YOUR GOAL
Say how many lines of the data below have the word "roof" in them. Add nothing else.

Point localization data
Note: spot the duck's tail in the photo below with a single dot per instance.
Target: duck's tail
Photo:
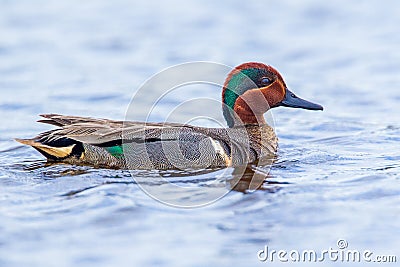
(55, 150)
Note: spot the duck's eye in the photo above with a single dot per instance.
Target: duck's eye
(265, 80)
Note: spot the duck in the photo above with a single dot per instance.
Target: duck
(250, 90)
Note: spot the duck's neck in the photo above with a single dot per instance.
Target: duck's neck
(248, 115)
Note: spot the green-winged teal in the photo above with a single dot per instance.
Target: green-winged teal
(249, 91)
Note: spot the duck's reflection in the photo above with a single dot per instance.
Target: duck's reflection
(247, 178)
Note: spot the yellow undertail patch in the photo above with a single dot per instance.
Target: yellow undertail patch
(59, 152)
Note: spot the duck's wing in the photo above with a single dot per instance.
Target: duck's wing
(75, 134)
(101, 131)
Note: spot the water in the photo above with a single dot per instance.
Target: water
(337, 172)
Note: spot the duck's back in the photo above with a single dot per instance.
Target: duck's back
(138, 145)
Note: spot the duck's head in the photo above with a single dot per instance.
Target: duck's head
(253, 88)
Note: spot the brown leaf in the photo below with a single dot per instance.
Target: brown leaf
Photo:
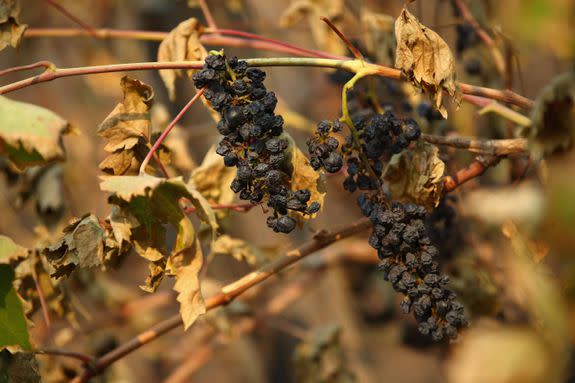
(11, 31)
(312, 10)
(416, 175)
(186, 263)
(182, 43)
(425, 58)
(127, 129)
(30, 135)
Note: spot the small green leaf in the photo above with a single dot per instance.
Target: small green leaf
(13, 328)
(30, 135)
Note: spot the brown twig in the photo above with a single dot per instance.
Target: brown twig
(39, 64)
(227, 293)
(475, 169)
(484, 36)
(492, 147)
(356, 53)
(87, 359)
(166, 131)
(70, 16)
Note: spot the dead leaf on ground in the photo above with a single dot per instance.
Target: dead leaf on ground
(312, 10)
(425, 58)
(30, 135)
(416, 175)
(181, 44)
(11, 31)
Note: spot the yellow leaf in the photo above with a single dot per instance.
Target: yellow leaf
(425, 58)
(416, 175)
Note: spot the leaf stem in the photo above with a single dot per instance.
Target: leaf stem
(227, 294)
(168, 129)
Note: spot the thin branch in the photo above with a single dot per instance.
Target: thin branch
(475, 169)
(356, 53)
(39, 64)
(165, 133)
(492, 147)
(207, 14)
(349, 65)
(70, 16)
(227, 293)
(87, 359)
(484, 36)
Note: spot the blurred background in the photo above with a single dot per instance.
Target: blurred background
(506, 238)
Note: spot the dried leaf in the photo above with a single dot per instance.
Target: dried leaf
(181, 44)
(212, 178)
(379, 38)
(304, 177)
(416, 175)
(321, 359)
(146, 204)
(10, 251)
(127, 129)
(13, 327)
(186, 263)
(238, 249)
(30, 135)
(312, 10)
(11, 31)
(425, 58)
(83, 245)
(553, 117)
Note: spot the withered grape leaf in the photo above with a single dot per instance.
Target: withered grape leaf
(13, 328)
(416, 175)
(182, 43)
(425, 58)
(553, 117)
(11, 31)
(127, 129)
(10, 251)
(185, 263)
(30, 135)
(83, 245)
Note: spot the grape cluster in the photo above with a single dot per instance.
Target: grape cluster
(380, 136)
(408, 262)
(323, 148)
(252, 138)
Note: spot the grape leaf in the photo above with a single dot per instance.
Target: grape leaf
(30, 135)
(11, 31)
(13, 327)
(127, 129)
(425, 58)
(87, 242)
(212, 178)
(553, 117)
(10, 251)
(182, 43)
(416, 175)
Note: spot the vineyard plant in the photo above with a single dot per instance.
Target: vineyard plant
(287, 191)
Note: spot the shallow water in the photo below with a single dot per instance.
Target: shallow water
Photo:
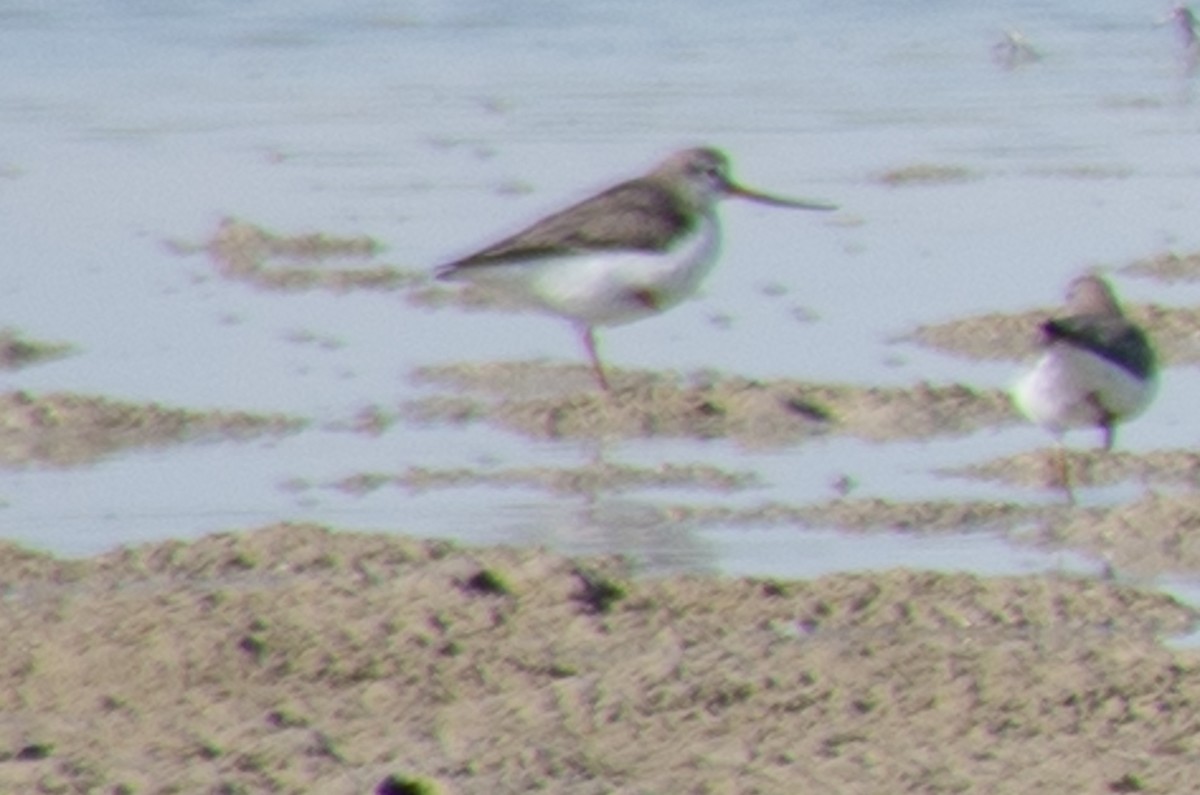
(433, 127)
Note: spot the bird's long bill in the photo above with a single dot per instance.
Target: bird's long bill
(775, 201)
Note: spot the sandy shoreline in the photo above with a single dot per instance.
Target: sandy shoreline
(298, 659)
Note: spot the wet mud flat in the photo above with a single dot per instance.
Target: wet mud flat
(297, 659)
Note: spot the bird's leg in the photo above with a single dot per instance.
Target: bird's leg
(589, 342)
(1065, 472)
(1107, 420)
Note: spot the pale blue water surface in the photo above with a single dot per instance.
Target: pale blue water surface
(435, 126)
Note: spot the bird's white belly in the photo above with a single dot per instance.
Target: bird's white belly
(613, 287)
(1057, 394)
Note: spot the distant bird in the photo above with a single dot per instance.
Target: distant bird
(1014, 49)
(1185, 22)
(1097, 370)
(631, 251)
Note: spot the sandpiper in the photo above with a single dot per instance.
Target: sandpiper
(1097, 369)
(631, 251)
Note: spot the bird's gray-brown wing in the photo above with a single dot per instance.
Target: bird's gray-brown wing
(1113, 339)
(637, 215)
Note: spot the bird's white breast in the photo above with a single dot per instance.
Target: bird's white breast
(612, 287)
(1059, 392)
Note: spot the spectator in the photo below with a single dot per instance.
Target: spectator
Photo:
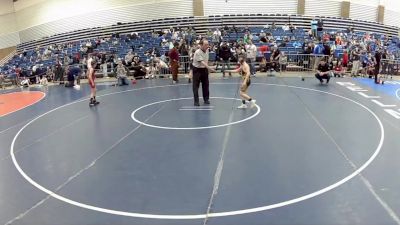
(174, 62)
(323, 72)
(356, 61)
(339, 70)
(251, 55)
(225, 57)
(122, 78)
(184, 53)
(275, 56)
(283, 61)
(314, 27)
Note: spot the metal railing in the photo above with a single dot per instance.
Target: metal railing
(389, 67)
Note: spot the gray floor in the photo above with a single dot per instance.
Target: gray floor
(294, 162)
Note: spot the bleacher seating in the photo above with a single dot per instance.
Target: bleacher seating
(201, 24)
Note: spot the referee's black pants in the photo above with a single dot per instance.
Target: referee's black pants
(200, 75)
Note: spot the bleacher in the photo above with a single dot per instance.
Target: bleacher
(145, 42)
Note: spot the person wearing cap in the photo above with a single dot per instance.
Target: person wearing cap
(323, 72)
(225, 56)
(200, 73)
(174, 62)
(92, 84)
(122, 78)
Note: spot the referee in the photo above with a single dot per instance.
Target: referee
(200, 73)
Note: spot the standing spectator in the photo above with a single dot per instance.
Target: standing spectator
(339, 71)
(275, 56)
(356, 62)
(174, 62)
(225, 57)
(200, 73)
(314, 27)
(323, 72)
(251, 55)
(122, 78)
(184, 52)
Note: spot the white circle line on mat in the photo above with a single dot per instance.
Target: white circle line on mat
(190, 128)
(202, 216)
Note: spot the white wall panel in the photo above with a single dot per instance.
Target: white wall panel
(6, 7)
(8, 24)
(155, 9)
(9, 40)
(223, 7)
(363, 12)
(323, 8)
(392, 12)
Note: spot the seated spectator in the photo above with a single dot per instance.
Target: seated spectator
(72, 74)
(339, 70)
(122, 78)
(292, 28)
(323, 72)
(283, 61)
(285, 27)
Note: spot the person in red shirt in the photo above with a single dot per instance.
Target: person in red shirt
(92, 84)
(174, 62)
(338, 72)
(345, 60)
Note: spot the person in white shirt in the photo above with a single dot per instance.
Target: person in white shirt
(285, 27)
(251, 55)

...

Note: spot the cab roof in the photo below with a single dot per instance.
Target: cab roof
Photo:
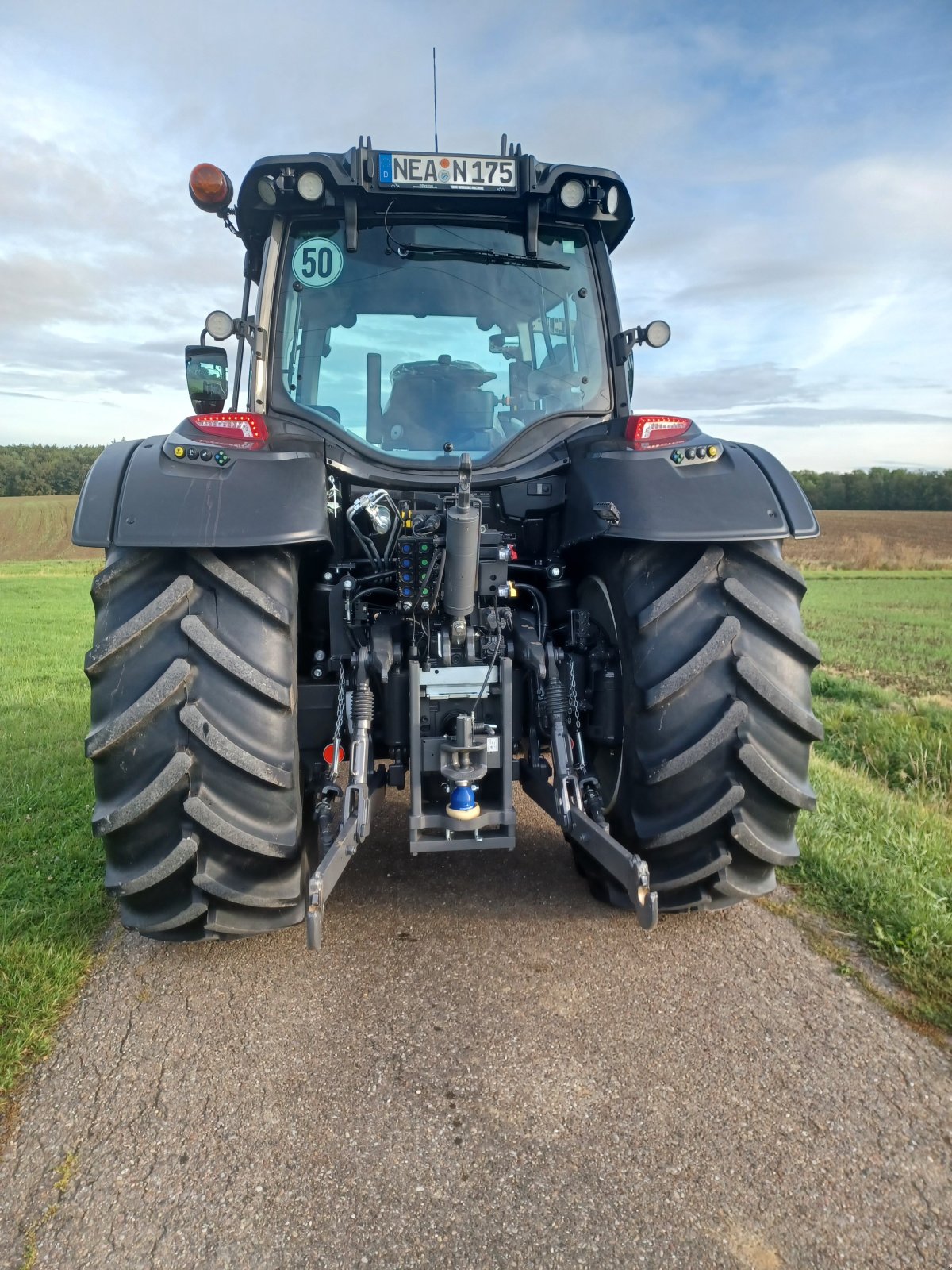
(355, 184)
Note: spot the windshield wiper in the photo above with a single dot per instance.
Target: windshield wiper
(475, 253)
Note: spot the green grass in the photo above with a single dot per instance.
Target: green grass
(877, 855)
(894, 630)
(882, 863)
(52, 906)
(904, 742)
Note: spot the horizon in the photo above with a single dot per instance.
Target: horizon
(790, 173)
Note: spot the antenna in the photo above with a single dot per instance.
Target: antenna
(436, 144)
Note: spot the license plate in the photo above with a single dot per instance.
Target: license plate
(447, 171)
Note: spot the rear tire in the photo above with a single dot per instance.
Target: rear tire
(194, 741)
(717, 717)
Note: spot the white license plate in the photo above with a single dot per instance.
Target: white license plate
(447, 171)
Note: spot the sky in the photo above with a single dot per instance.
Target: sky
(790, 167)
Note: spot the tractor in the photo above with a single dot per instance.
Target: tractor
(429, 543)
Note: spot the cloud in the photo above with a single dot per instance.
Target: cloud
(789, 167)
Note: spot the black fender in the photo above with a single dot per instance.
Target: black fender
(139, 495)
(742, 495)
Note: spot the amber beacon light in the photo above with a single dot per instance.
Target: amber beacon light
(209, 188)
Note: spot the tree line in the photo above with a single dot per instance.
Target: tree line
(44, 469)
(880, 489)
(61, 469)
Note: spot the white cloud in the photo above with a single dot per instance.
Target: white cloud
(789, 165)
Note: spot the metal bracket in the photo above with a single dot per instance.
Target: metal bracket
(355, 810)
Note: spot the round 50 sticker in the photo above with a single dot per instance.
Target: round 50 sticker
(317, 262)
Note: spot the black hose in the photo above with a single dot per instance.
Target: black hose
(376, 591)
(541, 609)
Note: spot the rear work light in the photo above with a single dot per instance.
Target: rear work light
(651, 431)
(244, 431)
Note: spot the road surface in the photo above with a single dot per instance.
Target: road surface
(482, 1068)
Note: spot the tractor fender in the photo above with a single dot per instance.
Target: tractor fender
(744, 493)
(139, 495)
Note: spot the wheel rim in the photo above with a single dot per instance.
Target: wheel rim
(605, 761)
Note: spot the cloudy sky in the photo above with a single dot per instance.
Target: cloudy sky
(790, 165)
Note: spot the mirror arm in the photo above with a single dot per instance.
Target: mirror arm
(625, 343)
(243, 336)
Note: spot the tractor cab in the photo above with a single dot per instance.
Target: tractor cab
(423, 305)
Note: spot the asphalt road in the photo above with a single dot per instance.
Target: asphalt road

SOLUTION TO THE PROBLEM
2